>> Begin Information given

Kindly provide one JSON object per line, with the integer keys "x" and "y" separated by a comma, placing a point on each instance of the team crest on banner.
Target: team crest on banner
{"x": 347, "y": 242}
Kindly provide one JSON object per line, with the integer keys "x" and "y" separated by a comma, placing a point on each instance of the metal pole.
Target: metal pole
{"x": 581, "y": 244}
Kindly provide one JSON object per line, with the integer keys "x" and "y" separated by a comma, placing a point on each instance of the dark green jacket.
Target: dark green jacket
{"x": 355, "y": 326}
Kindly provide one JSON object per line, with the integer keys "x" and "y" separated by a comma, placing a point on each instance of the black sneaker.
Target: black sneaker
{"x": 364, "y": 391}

>> End Information given

Copy the items word for word, beginning at the line that contains "the metal pole." and continuing through the last line of the items.

Kindly provide one JSON object per line, with the integer keys "x" and "y" separated by a comma, placing a point on each instance of the metal pole.
Target: metal pole
{"x": 581, "y": 244}
Kindly provide one JSON object per line, with the integer keys "x" and "y" separated by a comma, placing a point on each instance of the dark green jacket.
Target: dark green jacket
{"x": 355, "y": 326}
Kindly provide one JSON object per line, with the integer keys "x" and "y" separated by a comma, placing a point on each instance of the black sneaker.
Target: black sneaker
{"x": 364, "y": 391}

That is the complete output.